*SELECTED EXCERPT*.

Basically, to make this mechanism work, you first define a “surrogate type” that takes over the actions required to serialize and deserialize an existing type. Then, you register an instance of your surrogate type with the formatter telling the formatter which existing type your surrogate type is responsible for acting on. When the formatter detects that it is trying to serialize or deserialize an instance of the existing type, it will call methods defined by your surrogate object. Let’s build a sample that demonstrates how all this works.
A serialization surrogate type must implement the
System.Runtime.Serialization.ISerializationSurrogate
interface, which is defined in the FCL as follows.
public interface ISerializationSurrogate { void GetObjectData(Object obj, SerializationInfo info, StreamingContext context); Object SetObjectData(Object obj, SerializationInfo info, StreamingContext context, ISurrogateSelector selector); }
Now, let’s walk through an example that uses this interface.
Let’s say your program contains some DateTime
objects that contain values that are local to the user’s computer.
What if you want to serialize the DateTime
objects
to a stream but you want the values to be serialized in universal
time? This would allow you to send the data over a network stream to
another machine in another part of the world and have the
DateTime
value be correct. Although you can’t
modify the DateTime
type that ships with the FCL,
you can define your own serialization surrogate class that can control
how DateTime
objects are serialized and
deserialized. Here is how to define the surrogate class.
internal sealed class UniversalToLocalTimeSerializationSurrogate : ISerializationSurrogat e { public void GetObjectData(Object obj, SerializationInfo info, StreamingContext context ) { // Convert the DateTime from local to UTC info.AddValue("Date", ((DateTime)obj).ToUniversalTime().ToString("u")); } public Object SetObjectData(Object obj, SerializationInfo info, StreamingContext contex t, ISurrogateSelector selector) { // Convert the DateTime from UTC to local return DateTime.ParseExact(info.GetString("Date"), "u", null).ToLocalTime(); } }
The GetObjectData
method here works just like
the ISerializable
interface’s
GetObjectData
method. The only difference is that
ISerializationSurrogate
’s
GetObjectData
method takes one additional
parameter: a reference to the “real” object that is to be serialized.

*GOAL 1*.
Rewrite the excerpt on serialization surrogates from the words "public interface ISerializationSurrogate" through the words "uses this interface.", replacing "walk through" with "look at".
*GOAL 2*.
Answer these questions about the excerpt on serialization surrogates:
(a) Which interface must a serialization surrogate type implement?
(b) What would serializing DateTime values in universal time allow you to do?
(c) What additional parameter does the ISerializationSurrogate GetObjectData method take that the ISerializable GetObjectData method does not?

[Records from a data collection]
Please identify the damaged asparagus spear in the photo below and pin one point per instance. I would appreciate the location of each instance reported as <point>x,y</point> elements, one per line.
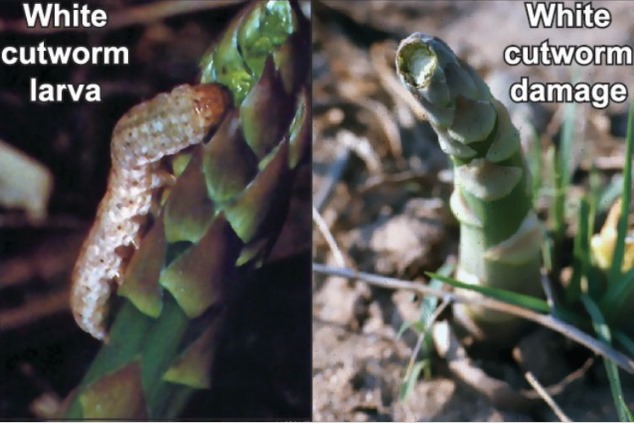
<point>500,235</point>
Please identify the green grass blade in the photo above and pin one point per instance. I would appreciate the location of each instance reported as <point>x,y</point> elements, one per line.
<point>603,332</point>
<point>521,300</point>
<point>563,174</point>
<point>626,195</point>
<point>581,252</point>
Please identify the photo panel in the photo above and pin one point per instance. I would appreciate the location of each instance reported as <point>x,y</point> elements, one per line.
<point>473,222</point>
<point>155,224</point>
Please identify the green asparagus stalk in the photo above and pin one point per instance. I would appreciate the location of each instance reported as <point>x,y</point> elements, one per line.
<point>500,235</point>
<point>215,225</point>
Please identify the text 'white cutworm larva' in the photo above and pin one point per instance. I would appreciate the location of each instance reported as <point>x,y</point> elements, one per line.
<point>160,127</point>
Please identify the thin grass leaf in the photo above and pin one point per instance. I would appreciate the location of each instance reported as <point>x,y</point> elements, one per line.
<point>409,382</point>
<point>626,195</point>
<point>581,252</point>
<point>563,174</point>
<point>603,332</point>
<point>609,194</point>
<point>525,301</point>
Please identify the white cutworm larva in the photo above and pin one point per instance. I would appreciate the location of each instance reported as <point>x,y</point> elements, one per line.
<point>160,127</point>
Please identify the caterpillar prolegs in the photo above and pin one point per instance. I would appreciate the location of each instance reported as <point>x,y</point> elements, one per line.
<point>150,131</point>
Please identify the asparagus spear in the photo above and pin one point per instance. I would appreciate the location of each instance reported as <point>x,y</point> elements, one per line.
<point>215,225</point>
<point>500,235</point>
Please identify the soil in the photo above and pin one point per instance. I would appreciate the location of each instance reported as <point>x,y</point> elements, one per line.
<point>381,185</point>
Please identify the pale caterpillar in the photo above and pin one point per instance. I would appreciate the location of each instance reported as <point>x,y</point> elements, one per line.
<point>147,133</point>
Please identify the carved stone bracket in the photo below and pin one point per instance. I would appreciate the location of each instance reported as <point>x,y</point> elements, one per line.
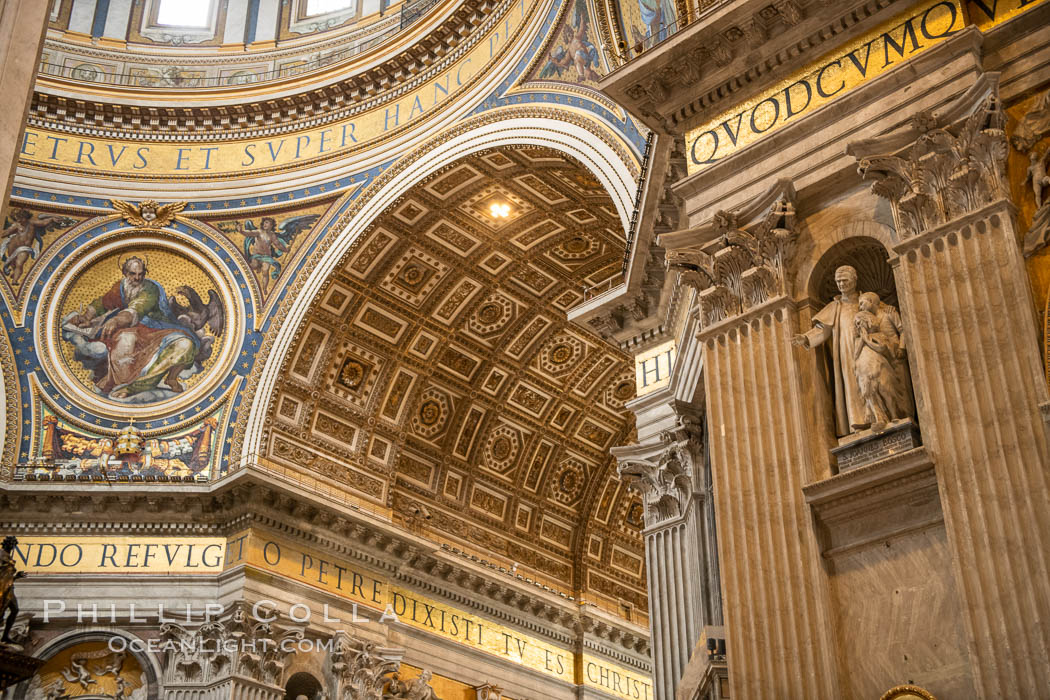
<point>237,644</point>
<point>942,166</point>
<point>365,672</point>
<point>742,257</point>
<point>1031,129</point>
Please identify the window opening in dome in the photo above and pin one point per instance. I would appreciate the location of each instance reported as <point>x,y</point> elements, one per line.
<point>184,13</point>
<point>324,6</point>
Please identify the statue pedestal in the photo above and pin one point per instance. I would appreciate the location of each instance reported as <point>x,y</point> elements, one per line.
<point>865,447</point>
<point>16,666</point>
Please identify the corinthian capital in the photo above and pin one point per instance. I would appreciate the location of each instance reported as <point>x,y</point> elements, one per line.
<point>940,167</point>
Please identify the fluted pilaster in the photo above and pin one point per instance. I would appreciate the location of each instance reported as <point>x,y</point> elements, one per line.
<point>974,348</point>
<point>778,636</point>
<point>967,301</point>
<point>683,577</point>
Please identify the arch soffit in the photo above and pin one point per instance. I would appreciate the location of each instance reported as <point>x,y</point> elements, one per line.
<point>596,154</point>
<point>838,231</point>
<point>149,662</point>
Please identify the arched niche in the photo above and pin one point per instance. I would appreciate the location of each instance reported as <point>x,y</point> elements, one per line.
<point>864,244</point>
<point>302,684</point>
<point>98,663</point>
<point>867,256</point>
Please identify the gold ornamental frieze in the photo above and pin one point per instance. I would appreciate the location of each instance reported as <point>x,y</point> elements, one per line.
<point>378,121</point>
<point>836,75</point>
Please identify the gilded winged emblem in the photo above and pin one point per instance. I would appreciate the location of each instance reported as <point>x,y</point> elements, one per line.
<point>148,214</point>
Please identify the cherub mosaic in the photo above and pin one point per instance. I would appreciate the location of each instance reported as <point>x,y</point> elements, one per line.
<point>23,238</point>
<point>137,337</point>
<point>574,58</point>
<point>268,242</point>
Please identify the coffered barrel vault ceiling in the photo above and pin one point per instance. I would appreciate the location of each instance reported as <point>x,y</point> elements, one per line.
<point>437,368</point>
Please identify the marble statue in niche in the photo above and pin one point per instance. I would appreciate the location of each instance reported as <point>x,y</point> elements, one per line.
<point>879,355</point>
<point>870,379</point>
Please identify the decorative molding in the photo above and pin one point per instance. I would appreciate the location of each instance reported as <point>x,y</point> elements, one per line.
<point>746,262</point>
<point>218,650</point>
<point>413,66</point>
<point>255,496</point>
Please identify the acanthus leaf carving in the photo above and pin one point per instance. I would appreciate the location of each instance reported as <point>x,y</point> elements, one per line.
<point>236,644</point>
<point>666,479</point>
<point>744,264</point>
<point>941,167</point>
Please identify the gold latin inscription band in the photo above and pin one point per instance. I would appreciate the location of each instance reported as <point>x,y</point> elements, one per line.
<point>278,556</point>
<point>837,73</point>
<point>54,149</point>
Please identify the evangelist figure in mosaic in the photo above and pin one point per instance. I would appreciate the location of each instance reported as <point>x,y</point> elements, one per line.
<point>869,375</point>
<point>141,343</point>
<point>881,377</point>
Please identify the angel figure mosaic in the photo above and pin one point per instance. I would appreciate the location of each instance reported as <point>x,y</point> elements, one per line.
<point>267,244</point>
<point>140,343</point>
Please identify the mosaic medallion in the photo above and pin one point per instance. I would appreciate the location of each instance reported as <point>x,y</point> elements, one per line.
<point>141,324</point>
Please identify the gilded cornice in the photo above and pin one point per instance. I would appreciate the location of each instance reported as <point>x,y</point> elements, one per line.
<point>301,103</point>
<point>734,49</point>
<point>252,497</point>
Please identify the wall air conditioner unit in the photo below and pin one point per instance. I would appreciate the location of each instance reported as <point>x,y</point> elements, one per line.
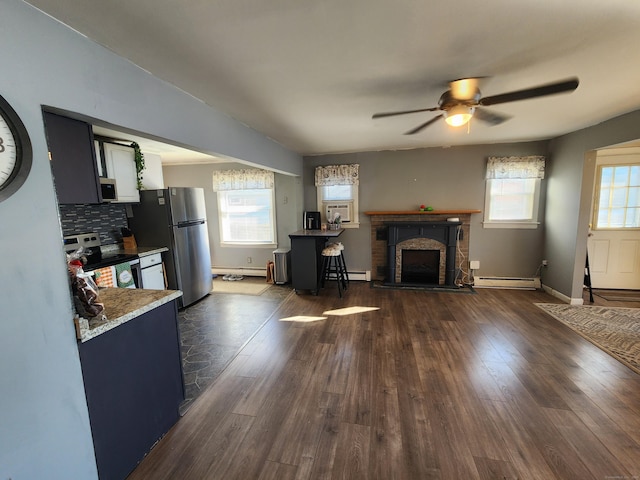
<point>345,209</point>
<point>507,282</point>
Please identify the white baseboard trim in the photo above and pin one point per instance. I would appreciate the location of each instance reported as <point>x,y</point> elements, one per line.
<point>562,296</point>
<point>507,282</point>
<point>250,272</point>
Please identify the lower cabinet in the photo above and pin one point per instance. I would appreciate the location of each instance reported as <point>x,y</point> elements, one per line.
<point>134,386</point>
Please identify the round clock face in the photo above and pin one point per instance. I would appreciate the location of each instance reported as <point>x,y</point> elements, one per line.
<point>15,151</point>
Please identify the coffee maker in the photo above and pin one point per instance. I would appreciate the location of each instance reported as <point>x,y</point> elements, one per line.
<point>311,221</point>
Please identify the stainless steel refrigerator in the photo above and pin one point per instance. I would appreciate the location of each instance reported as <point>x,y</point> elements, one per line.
<point>176,217</point>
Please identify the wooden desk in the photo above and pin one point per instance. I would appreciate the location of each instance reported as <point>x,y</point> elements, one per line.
<point>306,257</point>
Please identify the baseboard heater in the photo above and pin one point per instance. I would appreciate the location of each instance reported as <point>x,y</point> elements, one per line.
<point>250,272</point>
<point>262,272</point>
<point>507,282</point>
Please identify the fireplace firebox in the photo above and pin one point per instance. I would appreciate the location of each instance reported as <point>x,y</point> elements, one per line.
<point>420,266</point>
<point>421,253</point>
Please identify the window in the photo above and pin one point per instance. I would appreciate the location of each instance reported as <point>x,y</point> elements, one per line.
<point>246,210</point>
<point>618,197</point>
<point>513,192</point>
<point>337,193</point>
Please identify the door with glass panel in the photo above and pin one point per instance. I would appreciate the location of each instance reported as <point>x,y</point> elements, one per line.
<point>614,242</point>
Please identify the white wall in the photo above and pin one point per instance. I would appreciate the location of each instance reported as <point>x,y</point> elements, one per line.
<point>44,426</point>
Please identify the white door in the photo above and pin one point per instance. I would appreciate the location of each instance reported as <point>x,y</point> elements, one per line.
<point>614,242</point>
<point>121,165</point>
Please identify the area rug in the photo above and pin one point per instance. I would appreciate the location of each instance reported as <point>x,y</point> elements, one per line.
<point>246,286</point>
<point>618,295</point>
<point>615,330</point>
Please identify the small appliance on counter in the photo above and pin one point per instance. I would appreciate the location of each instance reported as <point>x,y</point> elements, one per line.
<point>126,266</point>
<point>311,221</point>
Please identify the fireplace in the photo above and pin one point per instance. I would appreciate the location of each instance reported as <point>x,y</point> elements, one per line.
<point>420,266</point>
<point>421,253</point>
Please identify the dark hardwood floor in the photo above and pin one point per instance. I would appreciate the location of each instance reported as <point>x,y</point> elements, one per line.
<point>430,386</point>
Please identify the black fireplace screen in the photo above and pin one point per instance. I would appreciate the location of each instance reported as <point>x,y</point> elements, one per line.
<point>420,266</point>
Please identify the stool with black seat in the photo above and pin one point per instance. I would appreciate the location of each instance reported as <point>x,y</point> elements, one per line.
<point>334,266</point>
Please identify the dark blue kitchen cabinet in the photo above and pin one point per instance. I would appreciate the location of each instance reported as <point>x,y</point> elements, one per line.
<point>134,386</point>
<point>73,159</point>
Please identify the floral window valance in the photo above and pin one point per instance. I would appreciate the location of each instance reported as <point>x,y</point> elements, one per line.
<point>337,175</point>
<point>515,167</point>
<point>248,179</point>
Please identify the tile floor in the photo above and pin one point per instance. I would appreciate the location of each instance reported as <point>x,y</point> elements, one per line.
<point>213,330</point>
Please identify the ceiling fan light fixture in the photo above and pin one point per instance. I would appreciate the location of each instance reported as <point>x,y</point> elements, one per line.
<point>458,115</point>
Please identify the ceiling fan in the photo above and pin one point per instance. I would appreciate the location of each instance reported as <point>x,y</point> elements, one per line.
<point>463,99</point>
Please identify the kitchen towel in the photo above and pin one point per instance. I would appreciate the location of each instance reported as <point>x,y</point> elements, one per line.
<point>105,277</point>
<point>124,276</point>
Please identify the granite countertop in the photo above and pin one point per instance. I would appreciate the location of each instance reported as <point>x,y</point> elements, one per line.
<point>140,251</point>
<point>122,305</point>
<point>317,233</point>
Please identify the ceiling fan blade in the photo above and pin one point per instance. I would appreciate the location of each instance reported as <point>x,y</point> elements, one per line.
<point>423,126</point>
<point>492,118</point>
<point>550,89</point>
<point>391,114</point>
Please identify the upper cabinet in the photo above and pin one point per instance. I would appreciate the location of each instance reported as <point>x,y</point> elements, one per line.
<point>73,160</point>
<point>121,166</point>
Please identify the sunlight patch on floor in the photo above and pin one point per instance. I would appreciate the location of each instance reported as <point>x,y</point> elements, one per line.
<point>350,310</point>
<point>302,319</point>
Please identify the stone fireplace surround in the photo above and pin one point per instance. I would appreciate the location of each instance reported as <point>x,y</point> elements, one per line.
<point>380,234</point>
<point>416,236</point>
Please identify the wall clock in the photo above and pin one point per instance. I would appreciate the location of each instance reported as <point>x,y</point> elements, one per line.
<point>15,151</point>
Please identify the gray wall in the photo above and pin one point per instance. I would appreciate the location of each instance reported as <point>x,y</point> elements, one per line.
<point>445,178</point>
<point>44,427</point>
<point>570,190</point>
<point>288,191</point>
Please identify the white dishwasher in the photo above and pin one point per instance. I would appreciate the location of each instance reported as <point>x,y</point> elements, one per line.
<point>151,272</point>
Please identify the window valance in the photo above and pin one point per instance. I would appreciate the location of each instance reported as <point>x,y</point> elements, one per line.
<point>338,175</point>
<point>515,167</point>
<point>246,179</point>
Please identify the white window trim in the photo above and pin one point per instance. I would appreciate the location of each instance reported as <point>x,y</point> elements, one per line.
<point>355,222</point>
<point>254,245</point>
<point>531,224</point>
<point>613,158</point>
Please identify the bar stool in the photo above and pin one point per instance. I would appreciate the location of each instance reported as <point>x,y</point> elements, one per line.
<point>334,266</point>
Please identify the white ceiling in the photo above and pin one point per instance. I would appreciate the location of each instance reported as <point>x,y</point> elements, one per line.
<point>310,73</point>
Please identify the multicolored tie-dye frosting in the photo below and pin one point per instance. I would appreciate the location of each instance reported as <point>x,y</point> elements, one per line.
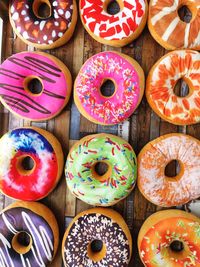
<point>155,246</point>
<point>40,181</point>
<point>96,226</point>
<point>114,185</point>
<point>119,106</point>
<point>16,220</point>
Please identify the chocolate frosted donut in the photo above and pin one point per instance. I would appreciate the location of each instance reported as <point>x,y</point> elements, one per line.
<point>29,235</point>
<point>97,237</point>
<point>44,32</point>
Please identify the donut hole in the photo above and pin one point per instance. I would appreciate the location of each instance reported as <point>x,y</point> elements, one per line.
<point>25,165</point>
<point>96,250</point>
<point>101,168</point>
<point>33,85</point>
<point>42,9</point>
<point>107,88</point>
<point>22,242</point>
<point>177,246</point>
<point>113,7</point>
<point>28,163</point>
<point>185,14</point>
<point>181,88</point>
<point>172,169</point>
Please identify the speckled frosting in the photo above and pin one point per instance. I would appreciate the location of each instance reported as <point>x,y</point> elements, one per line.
<point>16,220</point>
<point>97,148</point>
<point>38,30</point>
<point>96,226</point>
<point>119,106</point>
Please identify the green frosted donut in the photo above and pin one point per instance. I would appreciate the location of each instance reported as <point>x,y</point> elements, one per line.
<point>86,184</point>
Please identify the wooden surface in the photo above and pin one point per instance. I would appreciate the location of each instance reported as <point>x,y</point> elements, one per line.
<point>70,126</point>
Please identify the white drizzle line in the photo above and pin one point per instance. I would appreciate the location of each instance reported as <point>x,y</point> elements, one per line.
<point>170,29</point>
<point>3,257</point>
<point>165,11</point>
<point>34,231</point>
<point>186,38</point>
<point>9,226</point>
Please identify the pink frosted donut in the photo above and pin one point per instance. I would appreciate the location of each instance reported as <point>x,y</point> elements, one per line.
<point>34,85</point>
<point>128,79</point>
<point>111,24</point>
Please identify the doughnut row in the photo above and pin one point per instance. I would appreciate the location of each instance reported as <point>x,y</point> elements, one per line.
<point>37,86</point>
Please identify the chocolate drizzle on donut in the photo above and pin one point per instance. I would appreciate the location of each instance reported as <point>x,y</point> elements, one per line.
<point>91,227</point>
<point>16,220</point>
<point>22,101</point>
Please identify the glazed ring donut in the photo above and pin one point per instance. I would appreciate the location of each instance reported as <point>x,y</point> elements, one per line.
<point>29,235</point>
<point>128,79</point>
<point>169,30</point>
<point>31,163</point>
<point>114,29</point>
<point>34,85</point>
<point>155,185</point>
<point>161,81</point>
<point>82,174</point>
<point>97,237</point>
<point>170,238</point>
<point>43,32</point>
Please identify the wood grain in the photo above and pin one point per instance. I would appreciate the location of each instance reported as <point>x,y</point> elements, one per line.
<point>144,125</point>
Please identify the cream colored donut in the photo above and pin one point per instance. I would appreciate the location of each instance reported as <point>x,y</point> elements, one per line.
<point>40,32</point>
<point>162,78</point>
<point>168,29</point>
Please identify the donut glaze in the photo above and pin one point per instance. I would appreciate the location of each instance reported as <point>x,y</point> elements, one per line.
<point>161,81</point>
<point>97,224</point>
<point>17,183</point>
<point>129,86</point>
<point>115,184</point>
<point>54,76</point>
<point>163,228</point>
<point>15,220</point>
<point>119,29</point>
<point>155,185</point>
<point>165,24</point>
<point>43,33</point>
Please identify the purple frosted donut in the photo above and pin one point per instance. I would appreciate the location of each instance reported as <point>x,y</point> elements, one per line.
<point>38,247</point>
<point>44,32</point>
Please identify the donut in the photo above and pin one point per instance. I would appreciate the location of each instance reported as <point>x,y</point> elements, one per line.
<point>167,28</point>
<point>115,27</point>
<point>128,79</point>
<point>82,175</point>
<point>29,235</point>
<point>34,85</point>
<point>161,81</point>
<point>38,30</point>
<point>97,237</point>
<point>31,163</point>
<point>170,238</point>
<point>153,182</point>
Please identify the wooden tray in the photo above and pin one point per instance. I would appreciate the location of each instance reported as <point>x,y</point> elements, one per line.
<point>70,126</point>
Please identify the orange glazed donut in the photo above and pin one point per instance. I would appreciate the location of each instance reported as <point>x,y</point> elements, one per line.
<point>168,29</point>
<point>43,32</point>
<point>161,81</point>
<point>157,187</point>
<point>170,238</point>
<point>97,237</point>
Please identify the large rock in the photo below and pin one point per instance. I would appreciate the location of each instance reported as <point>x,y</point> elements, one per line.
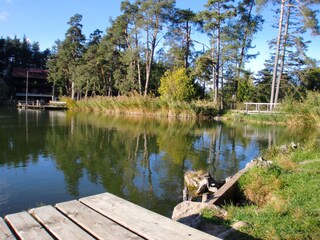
<point>189,213</point>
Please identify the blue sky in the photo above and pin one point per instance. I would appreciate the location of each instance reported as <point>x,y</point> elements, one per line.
<point>45,21</point>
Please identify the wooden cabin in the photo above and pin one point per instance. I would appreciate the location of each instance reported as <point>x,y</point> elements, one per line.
<point>31,85</point>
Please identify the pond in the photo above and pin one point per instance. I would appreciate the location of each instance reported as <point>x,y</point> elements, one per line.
<point>48,157</point>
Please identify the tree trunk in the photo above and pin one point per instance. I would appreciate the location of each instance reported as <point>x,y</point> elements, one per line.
<point>243,45</point>
<point>276,60</point>
<point>217,72</point>
<point>285,38</point>
<point>150,54</point>
<point>188,43</point>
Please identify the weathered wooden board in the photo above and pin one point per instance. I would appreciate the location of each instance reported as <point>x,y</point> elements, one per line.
<point>26,227</point>
<point>146,223</point>
<point>93,222</point>
<point>59,225</point>
<point>5,232</point>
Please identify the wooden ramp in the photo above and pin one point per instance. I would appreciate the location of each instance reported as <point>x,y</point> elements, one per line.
<point>102,216</point>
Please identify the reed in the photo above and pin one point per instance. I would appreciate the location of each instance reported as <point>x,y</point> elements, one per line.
<point>139,105</point>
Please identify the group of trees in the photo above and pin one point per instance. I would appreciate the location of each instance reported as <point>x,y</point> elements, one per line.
<point>151,37</point>
<point>18,53</point>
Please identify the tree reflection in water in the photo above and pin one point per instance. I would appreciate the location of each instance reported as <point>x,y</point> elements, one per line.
<point>140,159</point>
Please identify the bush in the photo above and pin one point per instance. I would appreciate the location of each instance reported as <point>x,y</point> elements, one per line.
<point>176,85</point>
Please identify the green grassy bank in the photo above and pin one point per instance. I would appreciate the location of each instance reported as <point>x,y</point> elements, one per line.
<point>291,112</point>
<point>139,105</point>
<point>282,201</point>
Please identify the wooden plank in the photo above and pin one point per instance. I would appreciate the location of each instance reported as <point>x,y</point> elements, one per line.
<point>93,222</point>
<point>146,223</point>
<point>26,227</point>
<point>5,232</point>
<point>59,225</point>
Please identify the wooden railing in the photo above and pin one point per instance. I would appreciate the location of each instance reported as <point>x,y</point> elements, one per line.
<point>261,107</point>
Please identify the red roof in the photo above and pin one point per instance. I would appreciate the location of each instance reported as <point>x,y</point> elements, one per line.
<point>33,73</point>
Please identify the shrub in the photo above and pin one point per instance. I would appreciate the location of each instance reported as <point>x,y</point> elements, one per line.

*CORRECT ANSWER 1*.
public interface ISerializationSurrogate { void GetObjectData(Object obj, SerializationInfo info, StreamingContext context); Object SetObjectData(Object obj, SerializationInfo info, StreamingContext context, ISurrogateSelector selector); }
Now, let’s look at an example that uses this interface.

*CORRECT ANSWER 2*.
(a) System.Runtime.Serialization.ISerializationSurrogate.
(b) It would allow you to send the data over a network stream to another machine in another part of the world and have the DateTime value be correct.
(c) It takes a reference to the "real" object that is to be serialized.